### Given exercise
Select every line in the records below that contains the word "mark", matching case exactly.

****

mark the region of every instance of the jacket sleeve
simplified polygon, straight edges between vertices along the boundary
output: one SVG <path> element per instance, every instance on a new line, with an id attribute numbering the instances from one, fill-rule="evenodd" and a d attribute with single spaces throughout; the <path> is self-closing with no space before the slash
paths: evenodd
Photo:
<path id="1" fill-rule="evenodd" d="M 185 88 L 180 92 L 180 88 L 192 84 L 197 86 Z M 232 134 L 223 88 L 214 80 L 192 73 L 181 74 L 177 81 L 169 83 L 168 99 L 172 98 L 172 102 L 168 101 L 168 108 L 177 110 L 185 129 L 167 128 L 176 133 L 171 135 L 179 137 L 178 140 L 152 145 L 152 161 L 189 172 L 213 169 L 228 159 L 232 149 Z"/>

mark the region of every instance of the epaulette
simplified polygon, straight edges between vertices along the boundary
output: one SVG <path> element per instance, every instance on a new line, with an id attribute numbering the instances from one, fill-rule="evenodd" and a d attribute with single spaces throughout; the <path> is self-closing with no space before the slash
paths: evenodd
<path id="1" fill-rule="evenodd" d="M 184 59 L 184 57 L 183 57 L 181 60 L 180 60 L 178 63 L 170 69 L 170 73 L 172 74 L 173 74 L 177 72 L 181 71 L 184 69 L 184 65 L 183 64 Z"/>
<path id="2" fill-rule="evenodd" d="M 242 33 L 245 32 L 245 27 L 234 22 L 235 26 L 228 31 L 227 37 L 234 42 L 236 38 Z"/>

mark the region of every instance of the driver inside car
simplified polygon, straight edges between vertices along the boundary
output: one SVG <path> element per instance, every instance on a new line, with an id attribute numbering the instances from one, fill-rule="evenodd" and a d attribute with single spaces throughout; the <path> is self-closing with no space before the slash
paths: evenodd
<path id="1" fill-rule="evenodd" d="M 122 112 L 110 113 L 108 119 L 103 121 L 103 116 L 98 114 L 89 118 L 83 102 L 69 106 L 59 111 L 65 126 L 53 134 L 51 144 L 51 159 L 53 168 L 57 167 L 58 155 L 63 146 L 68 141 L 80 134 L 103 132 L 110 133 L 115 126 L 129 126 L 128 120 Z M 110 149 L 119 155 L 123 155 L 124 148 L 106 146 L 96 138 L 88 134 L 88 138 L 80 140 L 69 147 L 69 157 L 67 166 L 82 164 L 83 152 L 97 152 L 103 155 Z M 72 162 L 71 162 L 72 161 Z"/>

****

### Written solution
mark the region of every instance of the jacket sleeve
mark the region of every instance of the epaulette
mark the region of every instance of the driver inside car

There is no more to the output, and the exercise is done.